PROBLEM DESCRIPTION:
Within this material, how many lines have the string "soldier" in them? The answer is a number, with nothing added.

DATASET EXTRACT:
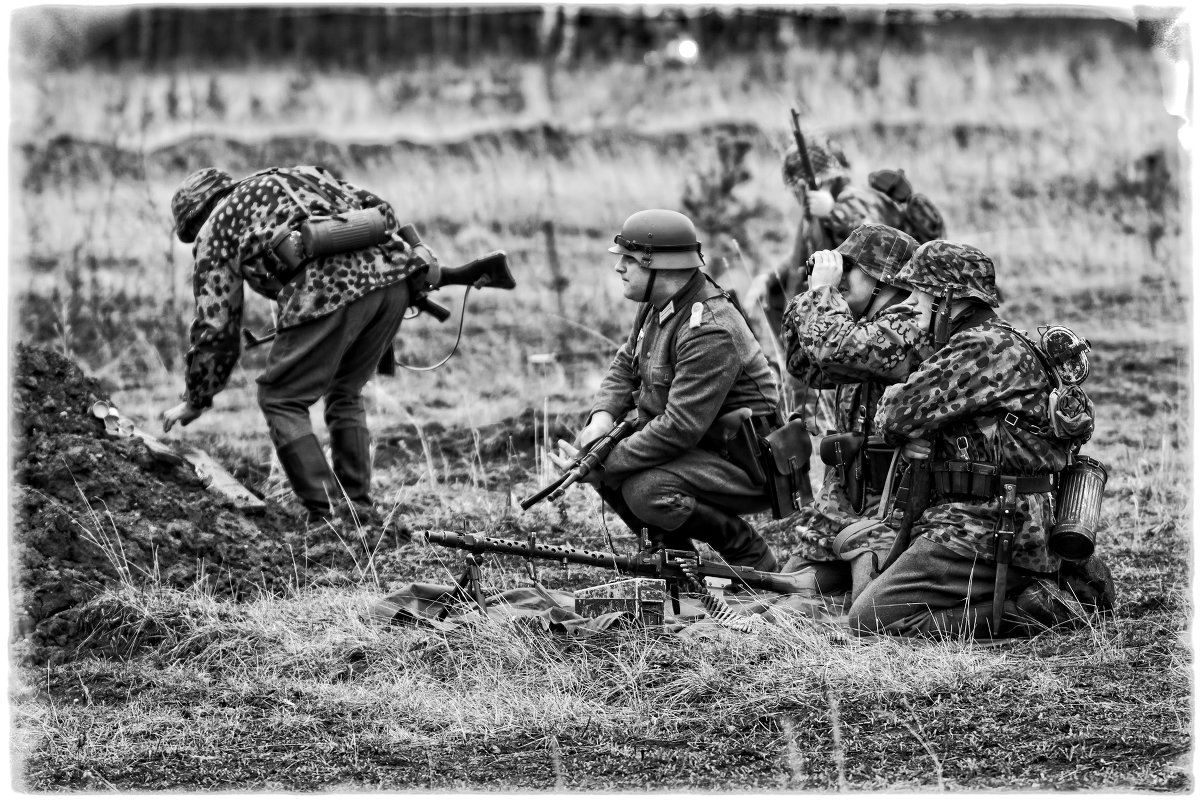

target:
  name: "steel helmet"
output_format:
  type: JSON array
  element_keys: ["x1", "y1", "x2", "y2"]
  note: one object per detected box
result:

---

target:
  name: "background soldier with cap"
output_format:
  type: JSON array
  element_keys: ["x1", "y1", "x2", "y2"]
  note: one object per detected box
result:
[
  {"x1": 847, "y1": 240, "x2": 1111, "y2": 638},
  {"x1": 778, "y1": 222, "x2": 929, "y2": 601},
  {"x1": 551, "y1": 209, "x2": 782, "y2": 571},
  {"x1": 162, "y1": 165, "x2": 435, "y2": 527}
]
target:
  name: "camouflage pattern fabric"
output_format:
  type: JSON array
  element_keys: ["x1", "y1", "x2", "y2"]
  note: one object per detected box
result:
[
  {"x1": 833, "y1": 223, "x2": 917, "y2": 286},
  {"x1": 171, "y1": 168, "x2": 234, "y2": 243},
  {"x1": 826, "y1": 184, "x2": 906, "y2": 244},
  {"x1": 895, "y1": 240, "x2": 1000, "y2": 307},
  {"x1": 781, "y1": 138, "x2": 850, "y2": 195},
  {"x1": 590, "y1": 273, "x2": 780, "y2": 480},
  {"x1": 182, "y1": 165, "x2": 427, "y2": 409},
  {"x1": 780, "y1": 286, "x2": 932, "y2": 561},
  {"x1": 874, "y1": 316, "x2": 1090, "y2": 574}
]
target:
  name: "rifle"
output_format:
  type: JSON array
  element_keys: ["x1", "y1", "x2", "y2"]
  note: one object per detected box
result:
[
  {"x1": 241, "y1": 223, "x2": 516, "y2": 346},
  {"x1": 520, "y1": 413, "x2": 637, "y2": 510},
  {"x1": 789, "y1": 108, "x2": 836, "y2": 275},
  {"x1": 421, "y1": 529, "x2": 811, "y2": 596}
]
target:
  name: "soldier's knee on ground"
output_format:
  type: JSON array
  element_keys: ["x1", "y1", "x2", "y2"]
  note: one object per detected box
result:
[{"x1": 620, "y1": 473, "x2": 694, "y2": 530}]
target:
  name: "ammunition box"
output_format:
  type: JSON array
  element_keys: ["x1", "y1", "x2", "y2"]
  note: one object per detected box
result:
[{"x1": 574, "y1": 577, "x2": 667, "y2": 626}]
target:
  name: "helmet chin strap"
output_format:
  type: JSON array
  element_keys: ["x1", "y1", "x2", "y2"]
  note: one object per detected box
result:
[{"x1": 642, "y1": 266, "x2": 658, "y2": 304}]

ANSWER SPACE:
2